Present every line of the entries below as a Markdown table with two columns, "No." for the row number and "Text" for the line, leaving out blank lines. Do not include the pictures in your answer.

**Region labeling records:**

'''

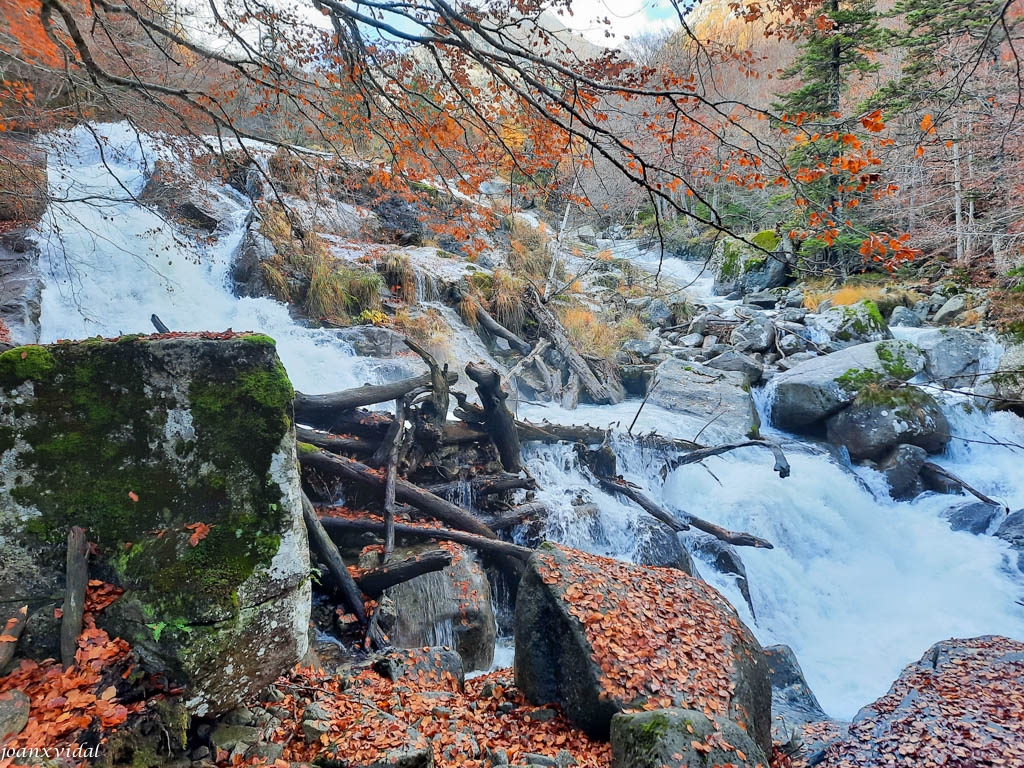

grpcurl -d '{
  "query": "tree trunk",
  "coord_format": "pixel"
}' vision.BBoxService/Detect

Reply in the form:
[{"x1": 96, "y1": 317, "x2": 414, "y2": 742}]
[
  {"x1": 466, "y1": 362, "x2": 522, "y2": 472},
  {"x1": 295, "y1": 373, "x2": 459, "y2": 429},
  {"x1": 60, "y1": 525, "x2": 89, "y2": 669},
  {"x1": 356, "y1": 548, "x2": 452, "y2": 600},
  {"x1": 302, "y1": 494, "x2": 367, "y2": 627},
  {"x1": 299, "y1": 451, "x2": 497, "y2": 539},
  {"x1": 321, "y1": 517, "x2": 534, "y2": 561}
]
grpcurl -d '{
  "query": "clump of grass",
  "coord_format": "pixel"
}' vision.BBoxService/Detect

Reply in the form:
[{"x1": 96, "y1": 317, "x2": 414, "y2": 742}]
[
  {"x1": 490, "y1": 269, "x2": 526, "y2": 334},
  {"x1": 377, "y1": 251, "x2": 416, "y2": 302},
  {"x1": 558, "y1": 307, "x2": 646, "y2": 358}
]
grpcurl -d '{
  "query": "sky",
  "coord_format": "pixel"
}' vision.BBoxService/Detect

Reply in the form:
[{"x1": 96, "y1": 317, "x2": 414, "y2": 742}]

'''

**RESPONSE TO THE TASK:**
| No. | Text |
|---|---|
| 1 | grpcurl -d '{ |
| 2 |   "query": "tree trunk", |
| 3 |   "coord_format": "pixel" |
| 4 | }' vision.BBoxService/Detect |
| 5 | Reply in the form: |
| 6 | [{"x1": 96, "y1": 317, "x2": 414, "y2": 742}] |
| 7 | [ |
| 8 |   {"x1": 466, "y1": 362, "x2": 522, "y2": 472}, |
| 9 |   {"x1": 295, "y1": 373, "x2": 459, "y2": 429}, |
| 10 |   {"x1": 60, "y1": 525, "x2": 89, "y2": 669}, |
| 11 |   {"x1": 356, "y1": 548, "x2": 452, "y2": 600}, |
| 12 |   {"x1": 302, "y1": 494, "x2": 367, "y2": 627}, |
| 13 |   {"x1": 299, "y1": 451, "x2": 497, "y2": 539}, |
| 14 |   {"x1": 321, "y1": 517, "x2": 534, "y2": 561} |
| 15 | ] |
| 16 | grpcurl -d '{ |
| 17 |   "query": "clump of grass", |
| 18 |   "coord_format": "pixel" |
| 19 | }' vision.BBoxService/Detect |
| 20 | Reply in the form: |
| 21 | [{"x1": 96, "y1": 317, "x2": 414, "y2": 742}] |
| 22 | [ |
| 23 |   {"x1": 490, "y1": 269, "x2": 526, "y2": 334}, |
| 24 |   {"x1": 377, "y1": 251, "x2": 416, "y2": 302}, |
| 25 |   {"x1": 558, "y1": 307, "x2": 646, "y2": 358} |
| 26 | ] |
| 27 | grpcurl -d '{ |
| 28 |   "query": "sky", |
| 29 |   "coord_format": "pixel" |
| 30 | }' vision.BBoxService/Detect |
| 31 | Reply in the form: |
| 32 | [{"x1": 96, "y1": 317, "x2": 414, "y2": 742}] |